▸ WHAT TO WORK ON: The records below are to be restated word for word, with their images omitted.
........
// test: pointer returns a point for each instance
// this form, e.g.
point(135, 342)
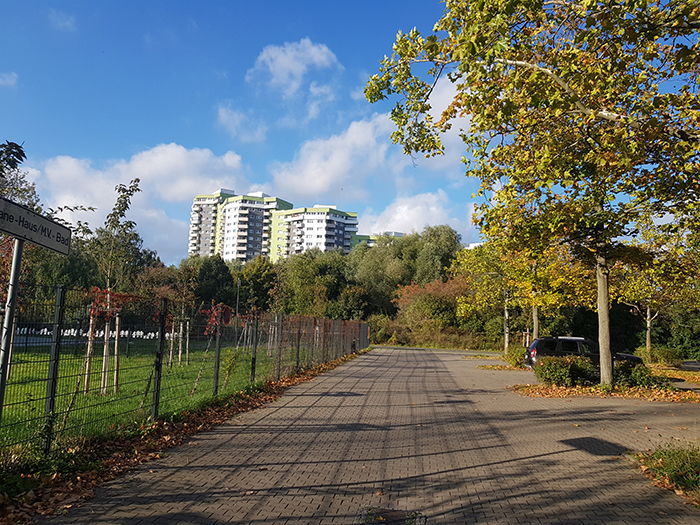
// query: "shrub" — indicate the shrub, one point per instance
point(632, 374)
point(567, 370)
point(667, 356)
point(678, 465)
point(515, 358)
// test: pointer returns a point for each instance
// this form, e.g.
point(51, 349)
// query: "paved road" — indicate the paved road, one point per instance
point(414, 431)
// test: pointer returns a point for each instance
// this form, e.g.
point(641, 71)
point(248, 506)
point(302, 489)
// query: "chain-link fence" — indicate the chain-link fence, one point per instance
point(88, 363)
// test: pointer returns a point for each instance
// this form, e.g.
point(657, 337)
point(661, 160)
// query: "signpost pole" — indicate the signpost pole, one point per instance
point(9, 319)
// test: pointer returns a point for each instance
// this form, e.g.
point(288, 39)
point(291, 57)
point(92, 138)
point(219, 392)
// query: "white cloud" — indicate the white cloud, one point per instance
point(62, 21)
point(170, 176)
point(8, 79)
point(407, 214)
point(286, 65)
point(241, 126)
point(320, 95)
point(336, 167)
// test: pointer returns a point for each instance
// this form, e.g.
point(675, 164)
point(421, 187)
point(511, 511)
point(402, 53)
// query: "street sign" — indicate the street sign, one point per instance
point(23, 223)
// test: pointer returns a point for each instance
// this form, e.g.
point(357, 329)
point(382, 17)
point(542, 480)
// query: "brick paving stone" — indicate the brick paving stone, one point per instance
point(410, 430)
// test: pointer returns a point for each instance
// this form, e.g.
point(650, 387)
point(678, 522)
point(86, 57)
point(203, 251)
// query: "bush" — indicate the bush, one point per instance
point(679, 465)
point(515, 357)
point(567, 370)
point(630, 374)
point(667, 356)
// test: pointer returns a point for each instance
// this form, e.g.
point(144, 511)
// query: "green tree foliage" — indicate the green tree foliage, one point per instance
point(440, 245)
point(117, 248)
point(312, 282)
point(215, 283)
point(11, 156)
point(664, 275)
point(582, 116)
point(382, 268)
point(257, 283)
point(433, 305)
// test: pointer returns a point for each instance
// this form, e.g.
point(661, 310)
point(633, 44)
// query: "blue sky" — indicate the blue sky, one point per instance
point(195, 96)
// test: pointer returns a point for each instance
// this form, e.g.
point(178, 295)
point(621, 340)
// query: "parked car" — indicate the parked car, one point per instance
point(560, 346)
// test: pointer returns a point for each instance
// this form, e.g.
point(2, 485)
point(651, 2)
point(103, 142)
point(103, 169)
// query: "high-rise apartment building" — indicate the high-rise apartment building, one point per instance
point(203, 222)
point(237, 227)
point(297, 230)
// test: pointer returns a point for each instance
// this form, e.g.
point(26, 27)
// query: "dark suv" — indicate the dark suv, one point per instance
point(559, 346)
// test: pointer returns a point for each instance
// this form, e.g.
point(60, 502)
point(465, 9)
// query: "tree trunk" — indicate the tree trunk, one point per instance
point(88, 353)
point(506, 329)
point(105, 356)
point(535, 322)
point(117, 329)
point(606, 364)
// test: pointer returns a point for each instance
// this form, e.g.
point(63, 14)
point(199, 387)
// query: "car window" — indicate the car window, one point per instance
point(588, 348)
point(550, 345)
point(569, 347)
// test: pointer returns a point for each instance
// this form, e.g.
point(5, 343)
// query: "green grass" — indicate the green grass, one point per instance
point(677, 467)
point(79, 414)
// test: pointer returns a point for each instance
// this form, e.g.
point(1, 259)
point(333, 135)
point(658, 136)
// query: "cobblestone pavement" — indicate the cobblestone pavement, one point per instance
point(411, 430)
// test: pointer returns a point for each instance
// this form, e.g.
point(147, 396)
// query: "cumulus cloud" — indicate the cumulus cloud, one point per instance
point(408, 214)
point(170, 176)
point(319, 95)
point(335, 167)
point(241, 126)
point(62, 21)
point(285, 66)
point(8, 79)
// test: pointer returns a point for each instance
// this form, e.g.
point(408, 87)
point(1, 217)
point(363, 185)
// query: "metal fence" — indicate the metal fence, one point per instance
point(84, 365)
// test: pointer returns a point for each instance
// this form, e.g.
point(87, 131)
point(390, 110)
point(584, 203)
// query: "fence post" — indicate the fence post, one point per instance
point(278, 344)
point(298, 342)
point(255, 349)
point(217, 359)
point(158, 365)
point(8, 328)
point(52, 382)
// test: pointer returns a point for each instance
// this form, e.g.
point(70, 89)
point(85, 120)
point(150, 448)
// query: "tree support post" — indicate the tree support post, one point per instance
point(255, 349)
point(158, 365)
point(217, 359)
point(52, 383)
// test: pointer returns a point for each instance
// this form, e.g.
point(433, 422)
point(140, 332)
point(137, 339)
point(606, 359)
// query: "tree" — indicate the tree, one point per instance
point(117, 247)
point(662, 277)
point(11, 156)
point(575, 126)
point(309, 283)
point(490, 283)
point(381, 268)
point(440, 245)
point(215, 283)
point(257, 283)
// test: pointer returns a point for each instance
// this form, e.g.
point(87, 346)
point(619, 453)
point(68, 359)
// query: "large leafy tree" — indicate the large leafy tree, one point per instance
........
▸ EXERCISE OUTPUT:
// test: pointer returns a point for each instance
// this form, e.g.
point(135, 342)
// query: "shrub" — indicate the shrub, one point per instance
point(632, 374)
point(567, 370)
point(667, 356)
point(678, 465)
point(515, 358)
// test: pointer returns a point for each instance
// this form, e.g.
point(51, 349)
// query: "paved road" — indicate the paved road, one point per instance
point(414, 431)
// test: pointer returns a point for each instance
// this form, e.g.
point(641, 71)
point(248, 506)
point(302, 489)
// query: "chain-link fence" — indicate the chain-link fence, one point per instance
point(88, 363)
// test: pointer returns a point for each instance
// this form, e.g.
point(657, 337)
point(661, 160)
// query: "signpost pole" — indicate the signpost pole, one point per instance
point(9, 319)
// test: pointer returns a point for each instance
// this form, e.g.
point(288, 39)
point(291, 57)
point(92, 138)
point(219, 392)
// query: "white cloud" — indicate the white cloud, one point per instance
point(62, 21)
point(170, 176)
point(8, 79)
point(407, 214)
point(286, 65)
point(241, 126)
point(320, 95)
point(336, 167)
// test: pointer returns a point for each instance
// this form, e.g.
point(675, 164)
point(421, 187)
point(511, 511)
point(402, 53)
// query: "street sign" — indicate the street sign, one point per instance
point(23, 223)
// test: pointer returns a point for each instance
// this form, e.g.
point(357, 329)
point(382, 17)
point(542, 480)
// query: "brick paving stone" — indicate the brick paving stone, one point per instance
point(410, 430)
// test: pointer returns a point for each instance
// this form, e.g.
point(650, 387)
point(678, 522)
point(86, 57)
point(203, 251)
// query: "bush" — indicate the bush, one point per instance
point(679, 465)
point(515, 357)
point(567, 370)
point(630, 374)
point(667, 356)
// test: pointer returns a point for each instance
// this form, e.g.
point(144, 511)
// query: "green tree foliage" — indicate the green tree foliage, one point per instance
point(440, 245)
point(117, 248)
point(312, 282)
point(215, 283)
point(11, 156)
point(664, 275)
point(582, 116)
point(382, 268)
point(257, 283)
point(433, 305)
// test: pointer returns a point for each instance
// this form, e.g.
point(661, 310)
point(633, 44)
// query: "blue sky" — indicate the blue sky, one point per instance
point(195, 96)
// test: pointer returns a point for each instance
// this form, e.g.
point(178, 295)
point(621, 340)
// query: "parked car" — indicate the parked car, one point per instance
point(560, 346)
// test: pointer returns a point for each instance
// this form, e.g.
point(2, 485)
point(651, 2)
point(103, 142)
point(103, 169)
// query: "high-rise apartment building" — indicate the high-rise apartment building, one point per instance
point(203, 222)
point(237, 227)
point(297, 230)
// test: pointer returns a point for each instance
// this form, e.g.
point(26, 27)
// query: "dark suv" — indicate the dark suv, one point per instance
point(559, 346)
// test: pointer returns a point for each instance
// this form, e.g.
point(60, 502)
point(465, 9)
// query: "tree trunk" — indicate the tree trunk, one point per instance
point(88, 353)
point(506, 329)
point(105, 356)
point(535, 322)
point(117, 329)
point(606, 364)
// test: pointer returns a point for each instance
// this form, e.g.
point(63, 14)
point(199, 387)
// query: "car window" — indicate the car window, one point per instance
point(588, 348)
point(550, 345)
point(569, 347)
// test: pointer returns a point for each instance
// this form, e.g.
point(5, 343)
// query: "green grass" — indicate the green grass, one point per instance
point(677, 467)
point(79, 414)
// test: pointer returns a point for each instance
// this form, e.g.
point(1, 259)
point(333, 135)
point(658, 136)
// query: "cobblestone pavement" — indicate the cobblestone pavement, one point per instance
point(411, 430)
// test: pointer returns a point for each instance
// this form, e.g.
point(147, 396)
// query: "cumulus cloud" — indicate the cumulus cloud, one point per instance
point(408, 214)
point(170, 176)
point(319, 95)
point(335, 167)
point(241, 126)
point(62, 21)
point(285, 66)
point(8, 79)
// test: pointer returns a point for each instance
// this form, e.g.
point(408, 87)
point(1, 217)
point(363, 185)
// query: "metal fence" — indicate the metal fence, one point per instance
point(84, 365)
// test: pointer returns a point for each instance
// this form, e.g.
point(87, 131)
point(390, 110)
point(584, 203)
// query: "fence post" — indicate the fence post, one point per instance
point(278, 344)
point(298, 342)
point(255, 349)
point(217, 359)
point(158, 365)
point(8, 328)
point(52, 382)
// test: pointer returns a point for each instance
// this form, e.g.
point(70, 89)
point(85, 120)
point(150, 448)
// query: "tree support post" — indicate the tree support post, one point per instance
point(255, 349)
point(158, 365)
point(217, 359)
point(52, 383)
// test: pointer returns a point for each instance
// this form, e.g.
point(433, 422)
point(140, 332)
point(137, 339)
point(606, 359)
// query: "tree" — indicate the tree, one point per instance
point(117, 247)
point(662, 277)
point(11, 156)
point(575, 126)
point(309, 283)
point(490, 283)
point(381, 268)
point(440, 245)
point(215, 283)
point(257, 283)
// test: pointer returns a point for each instance
// this form, e.g.
point(87, 346)
point(619, 453)
point(68, 359)
// query: "large leafy tree" — indicate the large leafy tree, one point per instance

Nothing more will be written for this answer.